**Raw records**:
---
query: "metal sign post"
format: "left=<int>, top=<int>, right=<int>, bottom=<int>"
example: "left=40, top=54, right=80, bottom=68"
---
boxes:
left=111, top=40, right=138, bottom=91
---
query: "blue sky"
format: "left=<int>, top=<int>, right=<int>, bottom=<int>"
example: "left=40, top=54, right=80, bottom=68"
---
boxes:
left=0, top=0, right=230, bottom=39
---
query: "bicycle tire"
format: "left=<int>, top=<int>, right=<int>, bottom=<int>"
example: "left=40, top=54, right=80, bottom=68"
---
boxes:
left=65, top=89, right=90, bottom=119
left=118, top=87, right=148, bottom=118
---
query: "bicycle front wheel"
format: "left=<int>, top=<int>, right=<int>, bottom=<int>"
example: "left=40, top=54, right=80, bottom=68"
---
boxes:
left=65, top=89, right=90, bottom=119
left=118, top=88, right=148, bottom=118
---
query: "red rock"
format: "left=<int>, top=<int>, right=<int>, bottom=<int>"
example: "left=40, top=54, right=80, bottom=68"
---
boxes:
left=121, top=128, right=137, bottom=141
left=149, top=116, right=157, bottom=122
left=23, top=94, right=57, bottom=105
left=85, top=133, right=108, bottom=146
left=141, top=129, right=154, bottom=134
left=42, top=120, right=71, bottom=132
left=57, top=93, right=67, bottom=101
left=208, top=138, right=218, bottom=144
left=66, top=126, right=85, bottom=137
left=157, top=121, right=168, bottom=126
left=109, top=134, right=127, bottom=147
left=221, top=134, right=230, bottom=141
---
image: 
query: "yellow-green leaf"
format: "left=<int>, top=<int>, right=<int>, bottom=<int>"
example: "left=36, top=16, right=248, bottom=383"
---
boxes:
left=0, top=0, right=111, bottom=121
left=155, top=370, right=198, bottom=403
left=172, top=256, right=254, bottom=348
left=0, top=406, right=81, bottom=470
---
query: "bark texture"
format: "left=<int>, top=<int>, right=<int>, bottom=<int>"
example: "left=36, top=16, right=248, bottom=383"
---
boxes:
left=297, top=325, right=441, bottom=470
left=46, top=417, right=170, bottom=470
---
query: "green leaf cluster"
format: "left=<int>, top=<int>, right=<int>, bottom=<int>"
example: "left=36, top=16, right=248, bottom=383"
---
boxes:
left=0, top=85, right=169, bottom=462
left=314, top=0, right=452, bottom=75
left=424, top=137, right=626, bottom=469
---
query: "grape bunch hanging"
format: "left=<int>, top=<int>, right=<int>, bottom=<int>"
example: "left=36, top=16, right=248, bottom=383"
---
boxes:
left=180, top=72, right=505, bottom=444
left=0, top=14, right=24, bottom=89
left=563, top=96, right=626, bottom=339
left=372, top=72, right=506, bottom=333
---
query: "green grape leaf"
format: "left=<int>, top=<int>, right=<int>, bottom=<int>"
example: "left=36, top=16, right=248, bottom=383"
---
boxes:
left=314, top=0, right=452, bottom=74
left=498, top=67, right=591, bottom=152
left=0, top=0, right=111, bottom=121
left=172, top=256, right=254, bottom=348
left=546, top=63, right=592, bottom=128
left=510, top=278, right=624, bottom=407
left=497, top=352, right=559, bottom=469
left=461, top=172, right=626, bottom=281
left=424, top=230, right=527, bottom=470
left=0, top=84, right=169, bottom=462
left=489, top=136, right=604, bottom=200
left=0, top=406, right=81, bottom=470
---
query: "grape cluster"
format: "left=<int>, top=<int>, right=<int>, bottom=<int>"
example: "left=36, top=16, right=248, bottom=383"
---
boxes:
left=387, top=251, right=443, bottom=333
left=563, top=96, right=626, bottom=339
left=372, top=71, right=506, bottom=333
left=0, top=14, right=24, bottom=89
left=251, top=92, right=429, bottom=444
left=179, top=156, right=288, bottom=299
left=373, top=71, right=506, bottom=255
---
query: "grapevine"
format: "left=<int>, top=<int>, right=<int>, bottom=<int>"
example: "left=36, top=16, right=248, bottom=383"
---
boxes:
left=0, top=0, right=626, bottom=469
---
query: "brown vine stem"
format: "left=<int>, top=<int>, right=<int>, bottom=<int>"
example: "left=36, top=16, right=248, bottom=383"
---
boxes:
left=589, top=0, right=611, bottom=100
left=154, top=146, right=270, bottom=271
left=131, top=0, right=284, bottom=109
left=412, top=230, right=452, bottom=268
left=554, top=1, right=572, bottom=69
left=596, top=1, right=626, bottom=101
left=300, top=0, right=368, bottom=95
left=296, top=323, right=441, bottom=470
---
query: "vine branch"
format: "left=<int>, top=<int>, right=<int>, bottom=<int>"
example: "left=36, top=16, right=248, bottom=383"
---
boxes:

**Exercise requirements**: Find every line in the records above that contains the word "cluster" and copy each of those lines.

**The response**:
query: "green leaf cluster"
query: "grape cluster"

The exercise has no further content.